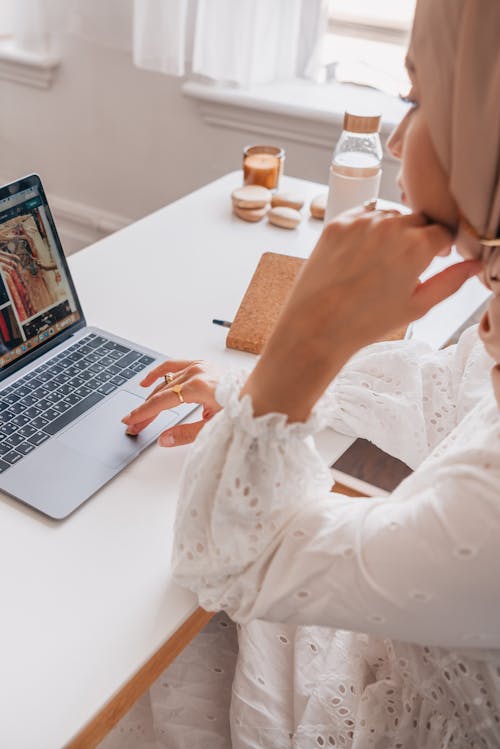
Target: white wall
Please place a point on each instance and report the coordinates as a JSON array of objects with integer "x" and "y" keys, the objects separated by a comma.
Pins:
[{"x": 113, "y": 143}]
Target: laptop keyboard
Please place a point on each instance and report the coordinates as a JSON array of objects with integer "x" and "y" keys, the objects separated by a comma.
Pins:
[{"x": 42, "y": 403}]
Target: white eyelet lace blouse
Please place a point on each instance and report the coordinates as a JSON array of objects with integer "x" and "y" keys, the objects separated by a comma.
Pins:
[{"x": 362, "y": 622}]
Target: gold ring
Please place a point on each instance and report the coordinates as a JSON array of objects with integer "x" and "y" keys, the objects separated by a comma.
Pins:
[{"x": 178, "y": 389}]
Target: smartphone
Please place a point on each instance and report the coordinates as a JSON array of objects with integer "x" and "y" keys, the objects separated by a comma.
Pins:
[{"x": 368, "y": 470}]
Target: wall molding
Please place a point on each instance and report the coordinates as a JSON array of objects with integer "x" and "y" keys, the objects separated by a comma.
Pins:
[
  {"x": 291, "y": 116},
  {"x": 26, "y": 68}
]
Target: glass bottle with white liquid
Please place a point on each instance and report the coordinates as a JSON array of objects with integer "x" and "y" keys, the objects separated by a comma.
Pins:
[{"x": 355, "y": 170}]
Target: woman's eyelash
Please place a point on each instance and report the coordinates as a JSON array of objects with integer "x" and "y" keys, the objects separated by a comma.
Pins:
[{"x": 408, "y": 100}]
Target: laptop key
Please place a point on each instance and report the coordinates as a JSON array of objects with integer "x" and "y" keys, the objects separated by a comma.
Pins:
[
  {"x": 22, "y": 391},
  {"x": 15, "y": 439},
  {"x": 44, "y": 403},
  {"x": 61, "y": 378},
  {"x": 12, "y": 457},
  {"x": 17, "y": 408},
  {"x": 66, "y": 389},
  {"x": 117, "y": 380},
  {"x": 137, "y": 367},
  {"x": 32, "y": 411},
  {"x": 39, "y": 422},
  {"x": 29, "y": 400},
  {"x": 107, "y": 387},
  {"x": 40, "y": 392},
  {"x": 33, "y": 383},
  {"x": 25, "y": 448},
  {"x": 130, "y": 358},
  {"x": 128, "y": 373},
  {"x": 26, "y": 431},
  {"x": 11, "y": 398},
  {"x": 70, "y": 415},
  {"x": 73, "y": 398},
  {"x": 54, "y": 397},
  {"x": 20, "y": 420},
  {"x": 8, "y": 429},
  {"x": 39, "y": 437},
  {"x": 83, "y": 390}
]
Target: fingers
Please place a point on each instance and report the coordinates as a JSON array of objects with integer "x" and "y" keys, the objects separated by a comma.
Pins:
[
  {"x": 182, "y": 434},
  {"x": 136, "y": 428},
  {"x": 150, "y": 409},
  {"x": 442, "y": 285},
  {"x": 171, "y": 365}
]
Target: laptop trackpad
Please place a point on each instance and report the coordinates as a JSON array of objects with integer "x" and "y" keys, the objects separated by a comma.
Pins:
[{"x": 102, "y": 435}]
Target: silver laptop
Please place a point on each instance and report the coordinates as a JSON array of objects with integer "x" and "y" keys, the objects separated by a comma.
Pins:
[{"x": 64, "y": 386}]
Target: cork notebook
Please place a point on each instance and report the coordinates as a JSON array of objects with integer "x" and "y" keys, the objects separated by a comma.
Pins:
[{"x": 264, "y": 298}]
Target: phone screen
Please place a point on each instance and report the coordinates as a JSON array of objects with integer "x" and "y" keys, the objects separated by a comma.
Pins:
[{"x": 370, "y": 465}]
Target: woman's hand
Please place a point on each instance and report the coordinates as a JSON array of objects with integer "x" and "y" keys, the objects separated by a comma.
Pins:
[
  {"x": 198, "y": 381},
  {"x": 361, "y": 281}
]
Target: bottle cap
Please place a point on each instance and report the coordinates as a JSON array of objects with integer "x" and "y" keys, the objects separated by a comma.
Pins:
[{"x": 356, "y": 123}]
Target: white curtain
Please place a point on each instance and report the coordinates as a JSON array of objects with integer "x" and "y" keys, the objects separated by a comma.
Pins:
[
  {"x": 37, "y": 25},
  {"x": 238, "y": 42}
]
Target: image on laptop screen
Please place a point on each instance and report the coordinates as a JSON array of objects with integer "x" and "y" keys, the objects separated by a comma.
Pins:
[{"x": 36, "y": 297}]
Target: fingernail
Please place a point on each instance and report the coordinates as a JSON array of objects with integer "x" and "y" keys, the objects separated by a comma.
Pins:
[{"x": 167, "y": 441}]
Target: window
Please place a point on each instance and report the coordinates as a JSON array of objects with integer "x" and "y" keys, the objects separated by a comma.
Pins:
[{"x": 366, "y": 42}]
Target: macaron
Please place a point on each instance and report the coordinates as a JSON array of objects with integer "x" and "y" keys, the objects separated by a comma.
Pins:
[
  {"x": 287, "y": 200},
  {"x": 250, "y": 214},
  {"x": 287, "y": 218},
  {"x": 251, "y": 196},
  {"x": 318, "y": 206}
]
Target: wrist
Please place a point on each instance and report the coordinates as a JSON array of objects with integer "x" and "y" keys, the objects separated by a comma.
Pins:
[{"x": 293, "y": 372}]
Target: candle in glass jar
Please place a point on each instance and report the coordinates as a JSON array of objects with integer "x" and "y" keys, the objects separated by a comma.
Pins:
[{"x": 262, "y": 165}]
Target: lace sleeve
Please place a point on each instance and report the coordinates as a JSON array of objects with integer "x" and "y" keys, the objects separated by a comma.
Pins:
[
  {"x": 404, "y": 396},
  {"x": 259, "y": 535}
]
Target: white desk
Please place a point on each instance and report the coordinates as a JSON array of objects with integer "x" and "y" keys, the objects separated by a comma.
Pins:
[{"x": 87, "y": 601}]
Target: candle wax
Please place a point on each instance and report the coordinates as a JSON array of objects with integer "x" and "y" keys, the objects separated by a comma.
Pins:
[{"x": 261, "y": 169}]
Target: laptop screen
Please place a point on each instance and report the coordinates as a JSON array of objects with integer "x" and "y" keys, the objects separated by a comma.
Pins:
[{"x": 37, "y": 298}]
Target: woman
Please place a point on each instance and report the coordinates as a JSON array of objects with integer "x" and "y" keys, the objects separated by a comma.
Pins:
[{"x": 364, "y": 623}]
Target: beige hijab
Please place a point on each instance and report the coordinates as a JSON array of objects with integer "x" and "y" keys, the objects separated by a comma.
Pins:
[{"x": 456, "y": 52}]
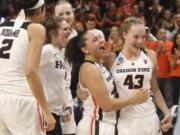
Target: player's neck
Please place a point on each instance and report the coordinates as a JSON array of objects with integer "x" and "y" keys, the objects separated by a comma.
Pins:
[
  {"x": 90, "y": 58},
  {"x": 131, "y": 54}
]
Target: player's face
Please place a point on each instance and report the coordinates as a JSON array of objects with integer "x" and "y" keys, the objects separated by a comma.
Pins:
[
  {"x": 63, "y": 33},
  {"x": 93, "y": 43},
  {"x": 135, "y": 37},
  {"x": 65, "y": 11},
  {"x": 114, "y": 32}
]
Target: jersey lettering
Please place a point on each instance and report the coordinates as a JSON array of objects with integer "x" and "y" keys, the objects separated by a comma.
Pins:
[
  {"x": 8, "y": 44},
  {"x": 131, "y": 84},
  {"x": 59, "y": 64}
]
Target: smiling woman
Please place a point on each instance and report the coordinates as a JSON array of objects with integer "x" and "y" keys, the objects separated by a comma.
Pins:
[
  {"x": 99, "y": 115},
  {"x": 21, "y": 41},
  {"x": 52, "y": 70},
  {"x": 143, "y": 76}
]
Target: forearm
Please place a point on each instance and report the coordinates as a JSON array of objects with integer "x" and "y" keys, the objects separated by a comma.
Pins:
[
  {"x": 119, "y": 103},
  {"x": 37, "y": 90},
  {"x": 160, "y": 102}
]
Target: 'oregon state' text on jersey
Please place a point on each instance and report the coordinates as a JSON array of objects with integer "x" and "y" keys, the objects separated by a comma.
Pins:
[{"x": 130, "y": 75}]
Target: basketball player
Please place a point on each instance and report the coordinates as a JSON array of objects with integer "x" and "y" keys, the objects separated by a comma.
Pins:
[
  {"x": 20, "y": 87},
  {"x": 52, "y": 69},
  {"x": 86, "y": 51},
  {"x": 136, "y": 68},
  {"x": 64, "y": 9}
]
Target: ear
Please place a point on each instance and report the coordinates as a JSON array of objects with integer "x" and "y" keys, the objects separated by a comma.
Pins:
[
  {"x": 124, "y": 34},
  {"x": 53, "y": 34},
  {"x": 85, "y": 50}
]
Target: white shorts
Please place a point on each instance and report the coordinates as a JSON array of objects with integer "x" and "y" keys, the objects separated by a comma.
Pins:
[
  {"x": 18, "y": 115},
  {"x": 70, "y": 126},
  {"x": 85, "y": 127},
  {"x": 149, "y": 125}
]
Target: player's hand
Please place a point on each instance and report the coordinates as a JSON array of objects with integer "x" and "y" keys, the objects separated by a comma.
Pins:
[
  {"x": 65, "y": 116},
  {"x": 139, "y": 96},
  {"x": 50, "y": 121},
  {"x": 166, "y": 123},
  {"x": 81, "y": 94}
]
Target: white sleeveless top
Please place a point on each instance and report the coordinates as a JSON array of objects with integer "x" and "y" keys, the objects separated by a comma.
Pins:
[
  {"x": 53, "y": 75},
  {"x": 13, "y": 53},
  {"x": 129, "y": 75},
  {"x": 91, "y": 109}
]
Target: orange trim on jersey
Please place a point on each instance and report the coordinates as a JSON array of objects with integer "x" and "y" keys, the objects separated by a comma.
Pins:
[
  {"x": 40, "y": 118},
  {"x": 94, "y": 118}
]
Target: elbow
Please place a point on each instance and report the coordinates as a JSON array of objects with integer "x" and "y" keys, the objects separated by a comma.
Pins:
[
  {"x": 29, "y": 72},
  {"x": 107, "y": 108}
]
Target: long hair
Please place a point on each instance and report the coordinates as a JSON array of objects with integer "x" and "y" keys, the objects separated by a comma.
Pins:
[
  {"x": 73, "y": 52},
  {"x": 175, "y": 46},
  {"x": 26, "y": 4},
  {"x": 52, "y": 24}
]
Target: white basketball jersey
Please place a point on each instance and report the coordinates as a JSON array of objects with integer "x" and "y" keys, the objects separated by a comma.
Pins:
[
  {"x": 13, "y": 51},
  {"x": 129, "y": 75},
  {"x": 91, "y": 109},
  {"x": 53, "y": 75}
]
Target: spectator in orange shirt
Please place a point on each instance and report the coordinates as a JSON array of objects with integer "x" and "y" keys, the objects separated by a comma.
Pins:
[
  {"x": 175, "y": 66},
  {"x": 163, "y": 48}
]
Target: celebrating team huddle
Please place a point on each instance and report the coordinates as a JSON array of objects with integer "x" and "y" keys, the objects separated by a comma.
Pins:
[{"x": 119, "y": 92}]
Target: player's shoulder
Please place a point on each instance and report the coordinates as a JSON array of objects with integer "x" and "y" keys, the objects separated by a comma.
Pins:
[
  {"x": 89, "y": 67},
  {"x": 36, "y": 28},
  {"x": 47, "y": 49}
]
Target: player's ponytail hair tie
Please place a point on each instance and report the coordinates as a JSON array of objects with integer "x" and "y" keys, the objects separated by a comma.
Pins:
[{"x": 21, "y": 15}]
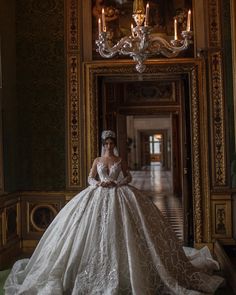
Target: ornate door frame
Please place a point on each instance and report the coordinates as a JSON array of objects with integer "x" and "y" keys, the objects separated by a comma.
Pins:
[{"x": 194, "y": 70}]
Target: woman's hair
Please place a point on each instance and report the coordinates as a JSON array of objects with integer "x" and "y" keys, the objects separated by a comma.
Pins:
[{"x": 109, "y": 137}]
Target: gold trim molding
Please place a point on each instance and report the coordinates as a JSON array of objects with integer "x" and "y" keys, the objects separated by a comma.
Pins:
[
  {"x": 214, "y": 23},
  {"x": 194, "y": 70}
]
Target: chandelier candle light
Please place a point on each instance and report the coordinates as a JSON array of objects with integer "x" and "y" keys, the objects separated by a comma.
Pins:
[{"x": 141, "y": 44}]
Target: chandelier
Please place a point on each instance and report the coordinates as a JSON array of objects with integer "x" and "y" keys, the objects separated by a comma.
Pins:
[{"x": 141, "y": 44}]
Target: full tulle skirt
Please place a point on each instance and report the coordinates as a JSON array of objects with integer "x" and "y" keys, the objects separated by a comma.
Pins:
[{"x": 112, "y": 241}]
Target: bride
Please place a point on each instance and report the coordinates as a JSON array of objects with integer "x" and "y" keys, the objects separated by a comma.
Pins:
[{"x": 111, "y": 239}]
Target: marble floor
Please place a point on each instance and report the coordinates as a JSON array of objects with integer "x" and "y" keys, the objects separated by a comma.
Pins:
[{"x": 156, "y": 183}]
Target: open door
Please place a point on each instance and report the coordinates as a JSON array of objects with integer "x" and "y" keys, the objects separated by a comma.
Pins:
[
  {"x": 145, "y": 150},
  {"x": 176, "y": 152}
]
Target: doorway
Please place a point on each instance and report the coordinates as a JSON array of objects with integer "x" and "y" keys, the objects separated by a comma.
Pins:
[
  {"x": 170, "y": 87},
  {"x": 153, "y": 142}
]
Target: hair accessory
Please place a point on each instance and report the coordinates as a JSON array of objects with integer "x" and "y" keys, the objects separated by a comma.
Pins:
[{"x": 108, "y": 133}]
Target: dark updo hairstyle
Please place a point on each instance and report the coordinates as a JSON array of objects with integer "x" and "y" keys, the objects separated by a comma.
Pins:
[
  {"x": 111, "y": 138},
  {"x": 108, "y": 134}
]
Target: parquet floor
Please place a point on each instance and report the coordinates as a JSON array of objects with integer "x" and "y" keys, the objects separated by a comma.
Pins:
[{"x": 156, "y": 183}]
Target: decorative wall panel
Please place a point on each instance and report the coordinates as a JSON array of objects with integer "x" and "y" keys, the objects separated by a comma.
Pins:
[
  {"x": 74, "y": 177},
  {"x": 41, "y": 94},
  {"x": 221, "y": 216}
]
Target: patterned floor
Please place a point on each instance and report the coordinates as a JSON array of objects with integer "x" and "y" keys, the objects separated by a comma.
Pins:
[{"x": 156, "y": 183}]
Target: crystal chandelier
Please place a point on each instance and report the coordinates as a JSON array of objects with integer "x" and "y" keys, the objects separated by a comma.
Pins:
[{"x": 141, "y": 44}]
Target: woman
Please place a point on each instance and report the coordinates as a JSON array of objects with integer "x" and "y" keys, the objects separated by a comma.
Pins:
[{"x": 110, "y": 239}]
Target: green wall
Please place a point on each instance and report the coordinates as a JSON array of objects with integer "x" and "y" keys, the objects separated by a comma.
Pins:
[{"x": 40, "y": 72}]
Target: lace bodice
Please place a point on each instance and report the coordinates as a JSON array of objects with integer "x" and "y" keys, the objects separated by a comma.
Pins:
[
  {"x": 105, "y": 173},
  {"x": 108, "y": 173}
]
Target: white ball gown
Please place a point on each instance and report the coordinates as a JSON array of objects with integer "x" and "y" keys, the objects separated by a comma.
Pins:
[{"x": 111, "y": 241}]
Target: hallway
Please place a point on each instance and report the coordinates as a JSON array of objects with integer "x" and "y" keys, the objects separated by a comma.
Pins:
[{"x": 156, "y": 184}]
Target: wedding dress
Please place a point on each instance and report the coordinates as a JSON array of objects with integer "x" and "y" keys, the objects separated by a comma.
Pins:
[{"x": 111, "y": 241}]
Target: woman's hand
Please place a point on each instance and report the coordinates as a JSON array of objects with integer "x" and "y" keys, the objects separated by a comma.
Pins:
[{"x": 108, "y": 183}]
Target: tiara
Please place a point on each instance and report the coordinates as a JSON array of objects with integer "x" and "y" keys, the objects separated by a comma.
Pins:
[{"x": 108, "y": 133}]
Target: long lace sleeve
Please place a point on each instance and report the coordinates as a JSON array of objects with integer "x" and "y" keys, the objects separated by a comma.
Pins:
[
  {"x": 92, "y": 175},
  {"x": 127, "y": 177}
]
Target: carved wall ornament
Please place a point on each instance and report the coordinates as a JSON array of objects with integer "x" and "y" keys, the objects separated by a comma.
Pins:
[
  {"x": 214, "y": 23},
  {"x": 221, "y": 216},
  {"x": 218, "y": 117},
  {"x": 74, "y": 180}
]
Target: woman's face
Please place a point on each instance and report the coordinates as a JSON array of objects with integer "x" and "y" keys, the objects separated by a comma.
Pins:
[{"x": 109, "y": 145}]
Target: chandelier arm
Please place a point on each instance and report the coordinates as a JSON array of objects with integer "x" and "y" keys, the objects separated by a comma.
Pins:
[
  {"x": 165, "y": 48},
  {"x": 124, "y": 46}
]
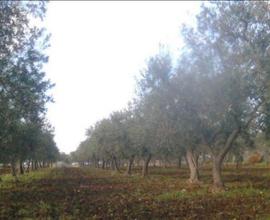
━━━━
• _Task brief_
Lines containing the word "bottle" must be found in the data above and copied.

• _Written solution_
Target: glass bottle with white liquid
Target: bottle cap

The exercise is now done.